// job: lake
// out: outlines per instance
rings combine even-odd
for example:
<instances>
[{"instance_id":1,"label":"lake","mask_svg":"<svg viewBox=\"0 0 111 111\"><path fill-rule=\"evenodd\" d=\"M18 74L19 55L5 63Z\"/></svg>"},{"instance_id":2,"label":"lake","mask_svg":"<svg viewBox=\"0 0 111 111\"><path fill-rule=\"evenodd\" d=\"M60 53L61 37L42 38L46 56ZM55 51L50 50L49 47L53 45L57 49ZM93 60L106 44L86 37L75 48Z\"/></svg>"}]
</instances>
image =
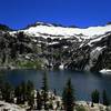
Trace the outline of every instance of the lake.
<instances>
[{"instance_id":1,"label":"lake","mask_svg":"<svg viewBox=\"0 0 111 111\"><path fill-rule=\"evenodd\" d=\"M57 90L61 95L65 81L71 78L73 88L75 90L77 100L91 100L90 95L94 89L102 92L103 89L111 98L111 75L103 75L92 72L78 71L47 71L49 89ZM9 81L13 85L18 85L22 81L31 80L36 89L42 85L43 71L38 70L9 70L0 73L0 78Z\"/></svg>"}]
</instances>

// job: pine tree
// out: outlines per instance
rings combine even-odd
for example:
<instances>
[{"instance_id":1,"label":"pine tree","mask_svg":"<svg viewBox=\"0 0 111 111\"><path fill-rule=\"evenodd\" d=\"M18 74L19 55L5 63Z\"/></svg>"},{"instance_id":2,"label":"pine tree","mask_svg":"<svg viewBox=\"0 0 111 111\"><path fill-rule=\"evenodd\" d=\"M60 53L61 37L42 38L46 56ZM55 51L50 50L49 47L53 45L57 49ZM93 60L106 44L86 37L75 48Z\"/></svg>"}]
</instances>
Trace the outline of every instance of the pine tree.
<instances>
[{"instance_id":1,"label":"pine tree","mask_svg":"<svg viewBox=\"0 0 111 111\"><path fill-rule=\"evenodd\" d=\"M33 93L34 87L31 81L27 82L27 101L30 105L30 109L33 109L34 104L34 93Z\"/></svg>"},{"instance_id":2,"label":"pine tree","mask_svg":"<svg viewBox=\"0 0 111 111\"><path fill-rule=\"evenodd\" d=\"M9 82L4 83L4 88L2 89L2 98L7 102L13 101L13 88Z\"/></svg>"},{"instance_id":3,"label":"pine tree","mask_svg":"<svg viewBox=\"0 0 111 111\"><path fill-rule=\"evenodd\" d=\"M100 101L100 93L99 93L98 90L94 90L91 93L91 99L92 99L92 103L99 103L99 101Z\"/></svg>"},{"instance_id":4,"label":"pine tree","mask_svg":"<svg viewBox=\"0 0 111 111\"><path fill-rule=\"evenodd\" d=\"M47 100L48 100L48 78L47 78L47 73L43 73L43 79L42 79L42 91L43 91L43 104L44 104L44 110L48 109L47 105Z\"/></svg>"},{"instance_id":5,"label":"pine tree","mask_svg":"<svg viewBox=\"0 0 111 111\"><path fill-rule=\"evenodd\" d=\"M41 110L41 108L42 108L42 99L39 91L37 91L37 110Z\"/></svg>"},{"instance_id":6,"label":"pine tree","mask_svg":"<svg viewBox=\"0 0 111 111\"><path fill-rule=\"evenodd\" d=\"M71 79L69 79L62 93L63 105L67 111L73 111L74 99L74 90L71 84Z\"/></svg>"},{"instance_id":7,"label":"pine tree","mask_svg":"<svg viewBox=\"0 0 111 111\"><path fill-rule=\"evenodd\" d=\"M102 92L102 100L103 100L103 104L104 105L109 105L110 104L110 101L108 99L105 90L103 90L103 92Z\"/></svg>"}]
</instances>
━━━
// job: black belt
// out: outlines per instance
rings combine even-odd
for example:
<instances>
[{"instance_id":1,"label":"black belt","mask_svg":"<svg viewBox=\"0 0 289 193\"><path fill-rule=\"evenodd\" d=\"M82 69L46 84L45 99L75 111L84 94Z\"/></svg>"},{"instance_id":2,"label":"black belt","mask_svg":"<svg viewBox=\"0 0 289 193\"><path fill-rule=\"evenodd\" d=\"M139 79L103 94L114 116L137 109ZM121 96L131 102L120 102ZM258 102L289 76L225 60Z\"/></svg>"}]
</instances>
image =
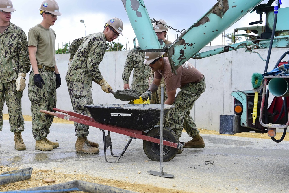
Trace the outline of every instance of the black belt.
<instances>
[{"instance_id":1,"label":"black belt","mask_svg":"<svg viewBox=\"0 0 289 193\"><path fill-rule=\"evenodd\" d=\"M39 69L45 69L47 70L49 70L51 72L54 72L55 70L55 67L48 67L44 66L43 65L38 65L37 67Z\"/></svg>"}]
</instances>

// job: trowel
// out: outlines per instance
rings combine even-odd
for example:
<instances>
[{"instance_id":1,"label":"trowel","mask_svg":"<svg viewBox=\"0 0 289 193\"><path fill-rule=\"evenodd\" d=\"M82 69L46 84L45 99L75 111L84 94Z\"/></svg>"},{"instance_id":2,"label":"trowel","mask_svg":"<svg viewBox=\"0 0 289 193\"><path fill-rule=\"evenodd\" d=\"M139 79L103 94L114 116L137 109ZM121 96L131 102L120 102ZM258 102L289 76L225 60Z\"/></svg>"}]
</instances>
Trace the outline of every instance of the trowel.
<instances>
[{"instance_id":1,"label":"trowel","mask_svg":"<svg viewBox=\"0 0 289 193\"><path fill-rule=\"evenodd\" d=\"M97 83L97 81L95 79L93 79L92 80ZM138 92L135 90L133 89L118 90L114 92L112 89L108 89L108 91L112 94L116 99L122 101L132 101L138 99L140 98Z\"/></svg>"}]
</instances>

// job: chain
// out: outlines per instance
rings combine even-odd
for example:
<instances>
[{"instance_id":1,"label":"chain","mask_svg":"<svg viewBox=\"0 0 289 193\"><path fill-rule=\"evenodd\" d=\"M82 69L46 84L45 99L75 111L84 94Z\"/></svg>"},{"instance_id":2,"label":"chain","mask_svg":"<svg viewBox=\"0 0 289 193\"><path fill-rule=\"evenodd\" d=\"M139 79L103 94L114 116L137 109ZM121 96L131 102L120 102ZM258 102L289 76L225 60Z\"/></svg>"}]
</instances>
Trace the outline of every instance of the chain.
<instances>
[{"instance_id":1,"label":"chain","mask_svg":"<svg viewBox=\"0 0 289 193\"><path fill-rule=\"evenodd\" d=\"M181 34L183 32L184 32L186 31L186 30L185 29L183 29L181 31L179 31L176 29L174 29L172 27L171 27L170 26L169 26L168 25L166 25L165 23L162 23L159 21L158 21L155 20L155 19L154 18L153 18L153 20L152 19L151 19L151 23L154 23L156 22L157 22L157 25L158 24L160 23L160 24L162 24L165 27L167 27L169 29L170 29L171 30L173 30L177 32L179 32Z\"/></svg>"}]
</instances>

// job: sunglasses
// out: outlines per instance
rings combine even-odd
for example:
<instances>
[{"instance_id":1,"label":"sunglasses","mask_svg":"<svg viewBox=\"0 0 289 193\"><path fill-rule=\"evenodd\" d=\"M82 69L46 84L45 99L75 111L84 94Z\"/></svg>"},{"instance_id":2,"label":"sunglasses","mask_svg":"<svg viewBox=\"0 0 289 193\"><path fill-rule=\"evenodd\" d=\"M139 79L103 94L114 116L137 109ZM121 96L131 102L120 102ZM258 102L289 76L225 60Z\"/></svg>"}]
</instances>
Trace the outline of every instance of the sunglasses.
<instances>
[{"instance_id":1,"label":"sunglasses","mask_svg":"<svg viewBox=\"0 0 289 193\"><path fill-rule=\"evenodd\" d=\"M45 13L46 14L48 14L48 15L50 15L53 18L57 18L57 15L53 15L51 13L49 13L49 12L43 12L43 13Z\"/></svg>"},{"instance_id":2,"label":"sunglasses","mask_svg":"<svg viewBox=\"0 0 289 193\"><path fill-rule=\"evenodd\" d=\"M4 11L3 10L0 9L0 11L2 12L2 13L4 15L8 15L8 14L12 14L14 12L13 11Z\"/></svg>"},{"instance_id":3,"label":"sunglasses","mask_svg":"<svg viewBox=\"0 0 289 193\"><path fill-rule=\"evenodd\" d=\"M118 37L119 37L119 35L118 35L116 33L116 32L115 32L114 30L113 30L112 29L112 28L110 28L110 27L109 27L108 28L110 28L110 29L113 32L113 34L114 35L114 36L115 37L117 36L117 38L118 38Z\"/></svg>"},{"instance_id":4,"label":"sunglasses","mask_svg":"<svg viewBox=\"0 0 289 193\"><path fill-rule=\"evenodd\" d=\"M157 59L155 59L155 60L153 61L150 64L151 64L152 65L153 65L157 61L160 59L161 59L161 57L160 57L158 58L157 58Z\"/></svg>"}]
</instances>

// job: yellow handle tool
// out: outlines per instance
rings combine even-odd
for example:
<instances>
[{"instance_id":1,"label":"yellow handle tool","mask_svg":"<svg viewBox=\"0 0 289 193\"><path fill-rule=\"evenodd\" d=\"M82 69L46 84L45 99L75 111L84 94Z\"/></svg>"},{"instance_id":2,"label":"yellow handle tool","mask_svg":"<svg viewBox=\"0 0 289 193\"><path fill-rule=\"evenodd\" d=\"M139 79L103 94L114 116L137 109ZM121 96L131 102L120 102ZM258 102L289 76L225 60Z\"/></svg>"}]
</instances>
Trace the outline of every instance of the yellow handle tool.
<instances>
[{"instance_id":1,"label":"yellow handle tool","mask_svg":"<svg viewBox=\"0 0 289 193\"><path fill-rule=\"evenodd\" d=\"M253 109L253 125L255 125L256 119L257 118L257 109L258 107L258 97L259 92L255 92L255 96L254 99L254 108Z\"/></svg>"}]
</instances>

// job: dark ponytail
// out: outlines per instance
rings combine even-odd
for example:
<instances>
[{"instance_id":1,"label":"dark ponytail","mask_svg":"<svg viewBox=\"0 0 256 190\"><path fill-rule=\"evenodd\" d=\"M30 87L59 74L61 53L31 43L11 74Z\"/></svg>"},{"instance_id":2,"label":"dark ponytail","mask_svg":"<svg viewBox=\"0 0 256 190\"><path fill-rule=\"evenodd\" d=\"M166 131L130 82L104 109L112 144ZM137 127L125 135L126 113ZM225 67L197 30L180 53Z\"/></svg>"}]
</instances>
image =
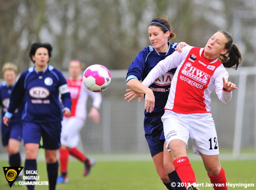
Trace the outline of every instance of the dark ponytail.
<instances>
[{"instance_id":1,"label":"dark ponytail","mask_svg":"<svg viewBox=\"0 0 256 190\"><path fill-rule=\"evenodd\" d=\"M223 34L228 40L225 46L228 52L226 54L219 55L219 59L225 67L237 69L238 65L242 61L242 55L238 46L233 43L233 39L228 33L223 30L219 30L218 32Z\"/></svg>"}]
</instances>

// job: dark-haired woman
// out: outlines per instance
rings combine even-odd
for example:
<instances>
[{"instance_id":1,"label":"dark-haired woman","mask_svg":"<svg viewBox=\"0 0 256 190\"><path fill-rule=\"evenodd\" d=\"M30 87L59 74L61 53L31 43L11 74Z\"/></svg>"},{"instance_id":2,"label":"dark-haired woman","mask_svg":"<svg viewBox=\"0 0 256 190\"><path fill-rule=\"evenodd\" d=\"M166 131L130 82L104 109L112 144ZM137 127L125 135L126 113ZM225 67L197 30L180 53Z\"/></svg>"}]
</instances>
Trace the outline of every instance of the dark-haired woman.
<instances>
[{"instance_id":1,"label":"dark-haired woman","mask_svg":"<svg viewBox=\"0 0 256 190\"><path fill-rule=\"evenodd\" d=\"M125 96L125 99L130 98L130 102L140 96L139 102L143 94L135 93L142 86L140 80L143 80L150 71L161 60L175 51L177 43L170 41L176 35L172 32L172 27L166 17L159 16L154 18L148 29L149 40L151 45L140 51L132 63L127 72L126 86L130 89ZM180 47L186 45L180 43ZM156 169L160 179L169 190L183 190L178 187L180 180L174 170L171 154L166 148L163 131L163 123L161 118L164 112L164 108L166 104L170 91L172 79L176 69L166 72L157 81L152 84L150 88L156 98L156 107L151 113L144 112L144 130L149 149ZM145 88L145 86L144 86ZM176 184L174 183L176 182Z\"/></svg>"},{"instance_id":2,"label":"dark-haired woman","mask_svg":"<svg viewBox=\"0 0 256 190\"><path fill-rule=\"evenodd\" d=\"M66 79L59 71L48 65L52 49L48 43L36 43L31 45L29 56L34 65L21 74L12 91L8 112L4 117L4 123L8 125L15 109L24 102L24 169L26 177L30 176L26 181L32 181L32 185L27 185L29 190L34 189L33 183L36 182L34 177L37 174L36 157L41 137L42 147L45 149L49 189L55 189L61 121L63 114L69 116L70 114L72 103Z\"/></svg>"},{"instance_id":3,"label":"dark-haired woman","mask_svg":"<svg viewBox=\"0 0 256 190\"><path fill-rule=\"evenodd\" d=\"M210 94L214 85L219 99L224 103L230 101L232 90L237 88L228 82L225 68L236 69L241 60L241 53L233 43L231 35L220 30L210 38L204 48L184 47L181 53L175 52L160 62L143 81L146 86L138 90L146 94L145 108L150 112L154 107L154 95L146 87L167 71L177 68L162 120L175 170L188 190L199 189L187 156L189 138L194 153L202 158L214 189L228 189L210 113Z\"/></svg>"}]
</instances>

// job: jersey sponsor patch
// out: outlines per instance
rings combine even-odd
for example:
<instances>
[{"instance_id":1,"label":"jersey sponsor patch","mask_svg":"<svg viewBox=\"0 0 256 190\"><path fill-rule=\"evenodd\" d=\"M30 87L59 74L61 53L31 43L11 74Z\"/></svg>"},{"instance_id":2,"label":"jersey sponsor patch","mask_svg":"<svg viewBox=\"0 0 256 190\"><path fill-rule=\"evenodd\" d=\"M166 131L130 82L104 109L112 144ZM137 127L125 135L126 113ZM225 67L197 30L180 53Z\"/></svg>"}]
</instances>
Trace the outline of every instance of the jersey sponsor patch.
━━━
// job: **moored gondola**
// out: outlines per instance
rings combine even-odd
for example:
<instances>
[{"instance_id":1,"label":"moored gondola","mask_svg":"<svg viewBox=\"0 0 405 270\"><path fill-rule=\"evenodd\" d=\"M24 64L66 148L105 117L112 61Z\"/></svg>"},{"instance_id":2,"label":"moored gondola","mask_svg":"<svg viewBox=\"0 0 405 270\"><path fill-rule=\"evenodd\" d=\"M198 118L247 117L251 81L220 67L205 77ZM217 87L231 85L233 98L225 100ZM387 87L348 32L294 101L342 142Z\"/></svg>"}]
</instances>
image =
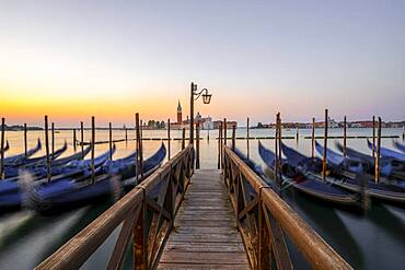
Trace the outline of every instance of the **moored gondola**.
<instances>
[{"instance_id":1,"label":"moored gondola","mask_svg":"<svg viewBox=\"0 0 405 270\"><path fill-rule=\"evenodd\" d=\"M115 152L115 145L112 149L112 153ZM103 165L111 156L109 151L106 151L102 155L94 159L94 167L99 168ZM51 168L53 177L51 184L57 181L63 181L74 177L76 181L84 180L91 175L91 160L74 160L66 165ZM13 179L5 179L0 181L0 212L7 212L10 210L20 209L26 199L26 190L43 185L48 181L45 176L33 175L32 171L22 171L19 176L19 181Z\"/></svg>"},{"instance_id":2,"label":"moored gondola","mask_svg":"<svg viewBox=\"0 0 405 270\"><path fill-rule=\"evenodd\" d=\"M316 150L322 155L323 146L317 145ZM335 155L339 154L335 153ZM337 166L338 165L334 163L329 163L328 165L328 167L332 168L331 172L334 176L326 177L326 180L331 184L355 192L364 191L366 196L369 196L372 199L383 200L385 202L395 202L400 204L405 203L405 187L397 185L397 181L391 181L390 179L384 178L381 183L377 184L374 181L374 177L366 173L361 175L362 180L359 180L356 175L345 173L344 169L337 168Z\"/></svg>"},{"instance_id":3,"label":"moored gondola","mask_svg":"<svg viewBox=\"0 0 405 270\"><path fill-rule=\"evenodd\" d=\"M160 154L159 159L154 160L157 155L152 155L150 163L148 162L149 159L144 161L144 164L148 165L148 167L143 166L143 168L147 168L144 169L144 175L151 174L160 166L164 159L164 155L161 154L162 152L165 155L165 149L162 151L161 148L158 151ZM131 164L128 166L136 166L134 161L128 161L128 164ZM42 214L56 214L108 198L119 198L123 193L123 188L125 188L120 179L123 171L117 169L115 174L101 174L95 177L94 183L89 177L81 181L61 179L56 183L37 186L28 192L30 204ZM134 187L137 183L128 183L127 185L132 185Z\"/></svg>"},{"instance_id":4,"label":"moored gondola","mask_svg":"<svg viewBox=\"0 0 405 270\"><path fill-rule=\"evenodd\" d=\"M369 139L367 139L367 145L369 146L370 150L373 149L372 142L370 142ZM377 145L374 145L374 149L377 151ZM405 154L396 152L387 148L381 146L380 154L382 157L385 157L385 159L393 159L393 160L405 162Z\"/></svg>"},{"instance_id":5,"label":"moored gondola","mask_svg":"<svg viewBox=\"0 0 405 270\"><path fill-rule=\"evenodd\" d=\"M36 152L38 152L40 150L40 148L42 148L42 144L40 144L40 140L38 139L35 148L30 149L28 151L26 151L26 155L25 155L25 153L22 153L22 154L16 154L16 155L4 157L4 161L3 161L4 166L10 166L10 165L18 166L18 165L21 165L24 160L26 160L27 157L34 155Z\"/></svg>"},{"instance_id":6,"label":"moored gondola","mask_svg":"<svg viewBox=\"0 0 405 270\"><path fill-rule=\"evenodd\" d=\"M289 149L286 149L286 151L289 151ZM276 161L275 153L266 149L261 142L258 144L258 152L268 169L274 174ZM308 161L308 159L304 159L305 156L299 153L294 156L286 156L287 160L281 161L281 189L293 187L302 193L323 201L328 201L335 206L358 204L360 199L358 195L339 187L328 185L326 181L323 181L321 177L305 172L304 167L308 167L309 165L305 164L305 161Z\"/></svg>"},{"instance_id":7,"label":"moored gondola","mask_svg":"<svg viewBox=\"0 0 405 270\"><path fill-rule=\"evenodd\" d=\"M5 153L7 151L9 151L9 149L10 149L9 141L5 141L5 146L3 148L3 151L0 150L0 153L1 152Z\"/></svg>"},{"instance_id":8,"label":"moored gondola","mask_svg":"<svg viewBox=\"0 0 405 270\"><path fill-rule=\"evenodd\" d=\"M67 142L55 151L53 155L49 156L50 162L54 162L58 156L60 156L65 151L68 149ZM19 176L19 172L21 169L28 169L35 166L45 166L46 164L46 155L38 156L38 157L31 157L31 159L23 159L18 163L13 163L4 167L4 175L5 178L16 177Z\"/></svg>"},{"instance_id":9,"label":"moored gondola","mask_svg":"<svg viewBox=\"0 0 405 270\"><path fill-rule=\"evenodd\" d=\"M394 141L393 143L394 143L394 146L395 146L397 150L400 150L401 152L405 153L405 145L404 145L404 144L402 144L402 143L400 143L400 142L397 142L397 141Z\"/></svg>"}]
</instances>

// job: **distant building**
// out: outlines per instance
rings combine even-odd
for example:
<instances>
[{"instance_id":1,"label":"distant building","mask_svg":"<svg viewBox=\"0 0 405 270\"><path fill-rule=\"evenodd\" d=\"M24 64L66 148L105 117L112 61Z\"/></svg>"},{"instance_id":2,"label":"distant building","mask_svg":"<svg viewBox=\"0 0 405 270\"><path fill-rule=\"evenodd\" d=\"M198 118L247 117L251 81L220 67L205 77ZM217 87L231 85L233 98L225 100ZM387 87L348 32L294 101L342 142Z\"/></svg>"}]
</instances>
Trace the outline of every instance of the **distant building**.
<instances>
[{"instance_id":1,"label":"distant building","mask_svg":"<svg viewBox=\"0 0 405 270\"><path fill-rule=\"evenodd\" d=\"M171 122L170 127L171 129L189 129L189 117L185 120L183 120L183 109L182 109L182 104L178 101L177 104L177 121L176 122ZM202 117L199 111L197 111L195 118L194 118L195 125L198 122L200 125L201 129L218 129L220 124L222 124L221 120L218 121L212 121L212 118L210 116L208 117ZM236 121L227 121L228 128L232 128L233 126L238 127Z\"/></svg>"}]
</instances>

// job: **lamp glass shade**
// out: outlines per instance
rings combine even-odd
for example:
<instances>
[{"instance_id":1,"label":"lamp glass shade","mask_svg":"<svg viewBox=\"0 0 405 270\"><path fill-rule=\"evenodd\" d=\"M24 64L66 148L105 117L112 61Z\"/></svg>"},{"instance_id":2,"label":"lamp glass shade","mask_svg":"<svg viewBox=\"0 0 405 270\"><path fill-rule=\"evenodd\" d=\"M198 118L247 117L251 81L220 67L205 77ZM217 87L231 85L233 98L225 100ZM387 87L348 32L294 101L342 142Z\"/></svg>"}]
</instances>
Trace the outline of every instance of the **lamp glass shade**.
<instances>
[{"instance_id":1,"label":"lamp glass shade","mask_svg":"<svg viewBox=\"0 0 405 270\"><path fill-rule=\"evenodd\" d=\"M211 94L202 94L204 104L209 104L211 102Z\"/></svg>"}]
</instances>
━━━
§ **Directive**: Format the lines from the one containing "job: jersey sponsor patch" through the one containing "Trace the outline of every instance of the jersey", both included, as a JSON list of strings with one string per line and blank lines omitted.

§ **Exercise solution**:
[
  "// job: jersey sponsor patch",
  "// out: outlines per instance",
  "rings combine even-odd",
  "for example:",
  "<instances>",
  "[{\"instance_id\":1,\"label\":\"jersey sponsor patch\",\"mask_svg\":\"<svg viewBox=\\\"0 0 256 190\\\"><path fill-rule=\\\"evenodd\\\" d=\\\"M30 87L59 74L61 53L31 43L11 74Z\\\"/></svg>\"},{\"instance_id\":2,\"label\":\"jersey sponsor patch\",\"mask_svg\":\"<svg viewBox=\\\"0 0 256 190\\\"><path fill-rule=\\\"evenodd\\\" d=\\\"M166 131L130 82L104 109L112 144ZM137 127L125 135L126 113ZM225 67L197 30L180 53Z\\\"/></svg>\"}]",
  "</instances>",
  "Trace the outline of every instance of the jersey sponsor patch."
]